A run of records
****************************************
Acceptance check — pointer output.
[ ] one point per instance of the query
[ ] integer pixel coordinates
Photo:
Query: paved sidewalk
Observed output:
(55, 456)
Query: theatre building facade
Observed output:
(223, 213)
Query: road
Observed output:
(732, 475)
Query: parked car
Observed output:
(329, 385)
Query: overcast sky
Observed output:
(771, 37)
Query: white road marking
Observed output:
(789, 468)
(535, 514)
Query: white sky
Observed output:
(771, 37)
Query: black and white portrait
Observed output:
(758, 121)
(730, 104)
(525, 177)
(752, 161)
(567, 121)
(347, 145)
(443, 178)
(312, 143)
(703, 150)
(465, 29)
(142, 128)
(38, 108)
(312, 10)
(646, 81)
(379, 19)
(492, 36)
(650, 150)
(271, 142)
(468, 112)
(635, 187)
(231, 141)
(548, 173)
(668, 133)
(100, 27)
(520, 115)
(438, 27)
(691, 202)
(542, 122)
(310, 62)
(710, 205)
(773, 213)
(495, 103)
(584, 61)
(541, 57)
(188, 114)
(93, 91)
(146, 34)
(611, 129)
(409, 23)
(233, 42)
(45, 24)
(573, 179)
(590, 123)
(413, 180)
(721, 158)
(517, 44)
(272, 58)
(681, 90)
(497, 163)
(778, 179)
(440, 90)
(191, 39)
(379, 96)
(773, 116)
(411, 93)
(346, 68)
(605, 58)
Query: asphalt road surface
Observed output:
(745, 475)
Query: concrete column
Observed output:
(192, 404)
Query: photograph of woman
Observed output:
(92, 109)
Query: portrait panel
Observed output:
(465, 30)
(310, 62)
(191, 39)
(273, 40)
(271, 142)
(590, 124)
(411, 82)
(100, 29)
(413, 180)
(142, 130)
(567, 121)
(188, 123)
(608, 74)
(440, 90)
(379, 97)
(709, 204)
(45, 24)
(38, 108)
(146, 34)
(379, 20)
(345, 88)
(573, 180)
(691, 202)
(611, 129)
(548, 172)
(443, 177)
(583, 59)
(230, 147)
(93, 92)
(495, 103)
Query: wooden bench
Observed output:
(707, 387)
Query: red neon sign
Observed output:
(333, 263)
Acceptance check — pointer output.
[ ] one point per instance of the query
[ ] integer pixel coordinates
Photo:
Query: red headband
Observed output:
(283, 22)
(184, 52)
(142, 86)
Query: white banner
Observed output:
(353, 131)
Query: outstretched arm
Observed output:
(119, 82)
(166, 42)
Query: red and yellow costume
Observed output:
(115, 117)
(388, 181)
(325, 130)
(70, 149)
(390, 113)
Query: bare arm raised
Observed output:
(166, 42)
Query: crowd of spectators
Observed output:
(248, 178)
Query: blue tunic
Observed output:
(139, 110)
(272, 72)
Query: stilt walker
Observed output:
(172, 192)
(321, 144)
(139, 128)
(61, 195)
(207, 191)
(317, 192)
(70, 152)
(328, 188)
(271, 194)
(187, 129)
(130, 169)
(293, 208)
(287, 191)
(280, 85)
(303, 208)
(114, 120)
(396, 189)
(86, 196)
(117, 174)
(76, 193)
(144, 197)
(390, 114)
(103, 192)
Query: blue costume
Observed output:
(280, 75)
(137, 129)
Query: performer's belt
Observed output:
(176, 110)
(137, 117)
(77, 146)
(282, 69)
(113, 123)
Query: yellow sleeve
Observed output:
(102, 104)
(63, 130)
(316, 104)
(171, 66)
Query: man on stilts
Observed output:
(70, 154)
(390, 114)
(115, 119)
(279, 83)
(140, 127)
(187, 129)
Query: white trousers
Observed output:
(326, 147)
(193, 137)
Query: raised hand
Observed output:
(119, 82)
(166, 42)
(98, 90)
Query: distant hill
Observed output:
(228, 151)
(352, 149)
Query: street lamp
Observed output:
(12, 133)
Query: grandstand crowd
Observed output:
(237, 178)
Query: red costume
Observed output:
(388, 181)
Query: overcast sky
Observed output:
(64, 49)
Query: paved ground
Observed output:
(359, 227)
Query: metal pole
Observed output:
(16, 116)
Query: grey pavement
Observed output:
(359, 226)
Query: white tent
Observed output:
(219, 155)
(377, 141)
****************************************
§ **What the exercise asks**: Take the listing above and write it out again exactly.

§ **Exercise answer**:
Acceptance check — pointer output.
[ ] one point per instance of the query
[ ] integer pixel coordinates
Photo:
Query: paved sidewalk
Observed output:
(55, 456)
Query: theatre building facade
Observed output:
(223, 213)
Query: road
Observed output:
(732, 475)
Query: parked car
Observed output:
(329, 385)
Query: overcast sky
Observed output:
(771, 37)
Query: white road marking
Observed output:
(789, 468)
(535, 514)
Query: white sky
Observed output:
(771, 37)
Query: black and white portrait
Observed output:
(758, 121)
(730, 104)
(525, 177)
(752, 161)
(567, 121)
(347, 145)
(443, 178)
(312, 143)
(703, 150)
(465, 29)
(142, 128)
(38, 108)
(312, 10)
(646, 81)
(379, 19)
(492, 36)
(650, 150)
(271, 142)
(468, 112)
(635, 187)
(231, 141)
(548, 173)
(668, 133)
(100, 27)
(520, 115)
(438, 27)
(691, 202)
(542, 122)
(310, 62)
(710, 205)
(773, 213)
(495, 103)
(584, 61)
(541, 57)
(188, 114)
(93, 91)
(146, 34)
(611, 129)
(409, 23)
(233, 42)
(45, 24)
(573, 179)
(590, 123)
(413, 180)
(721, 158)
(517, 44)
(272, 58)
(681, 90)
(497, 163)
(778, 179)
(440, 90)
(191, 39)
(379, 96)
(773, 116)
(411, 93)
(346, 68)
(605, 58)
Query: asphalt road surface
Observed output:
(745, 475)
Query: concrete column
Observed output:
(192, 404)
Query: photograph of woman
Observed output:
(92, 109)
Query: portrait panel
Observed output:
(465, 30)
(310, 62)
(191, 39)
(273, 40)
(271, 142)
(590, 124)
(411, 82)
(100, 29)
(413, 180)
(142, 130)
(567, 121)
(188, 123)
(608, 74)
(440, 90)
(379, 97)
(709, 204)
(45, 24)
(38, 108)
(146, 34)
(379, 20)
(345, 88)
(573, 180)
(691, 202)
(611, 129)
(548, 172)
(443, 177)
(583, 59)
(230, 147)
(93, 92)
(495, 103)
Query: wooden bench
Observed output:
(707, 387)
Query: red neon sign
Observed output:
(333, 263)
Acceptance check — pointer output.
[ ] one point per instance of the query
[ ] integer pixel coordinates
Photo:
Query: red headband
Observed output:
(283, 22)
(184, 52)
(142, 86)
Query: white banner
Observed output:
(353, 131)
Query: outstretched arm
Observed output:
(119, 82)
(166, 42)
Query: red and yellow costume
Observed output:
(115, 117)
(388, 181)
(325, 130)
(70, 149)
(390, 113)
Query: bare arm raised
Observed output:
(166, 42)
Query: crowd of spectators
Observed output:
(248, 178)
Query: blue tunic
Observed output:
(139, 110)
(272, 72)
Query: stilt walker
Observed output:
(172, 192)
(321, 144)
(139, 128)
(61, 195)
(207, 191)
(317, 192)
(70, 152)
(328, 188)
(271, 194)
(187, 129)
(130, 169)
(293, 208)
(287, 191)
(280, 85)
(303, 208)
(114, 120)
(396, 189)
(86, 196)
(117, 174)
(76, 193)
(144, 197)
(390, 114)
(103, 192)
Query: blue costume
Observed output:
(280, 75)
(137, 129)
Query: performer's belt
Observed output:
(176, 110)
(137, 117)
(77, 146)
(282, 69)
(113, 123)
Query: yellow sleeve
Observed output:
(102, 104)
(63, 130)
(316, 104)
(171, 66)
Query: man on stilts
Observed output:
(70, 154)
(390, 114)
(115, 119)
(279, 83)
(140, 127)
(187, 129)
Query: white trousers
Observed output:
(326, 147)
(193, 137)
Query: raised hand
Observed output:
(119, 82)
(166, 42)
(98, 90)
Query: distant hill
Observed output:
(228, 151)
(352, 149)
Query: street lamp
Observed output:
(12, 133)
Query: grandstand crowd
Observed output:
(237, 178)
Query: red costume
Observed output:
(388, 181)
Query: overcast sky
Observed output:
(64, 49)
Query: paved ground
Observed output:
(359, 227)
Query: metal pole
Observed output:
(16, 116)
Query: grey pavement
Observed output:
(359, 226)
Query: white tent
Observed output:
(219, 155)
(377, 141)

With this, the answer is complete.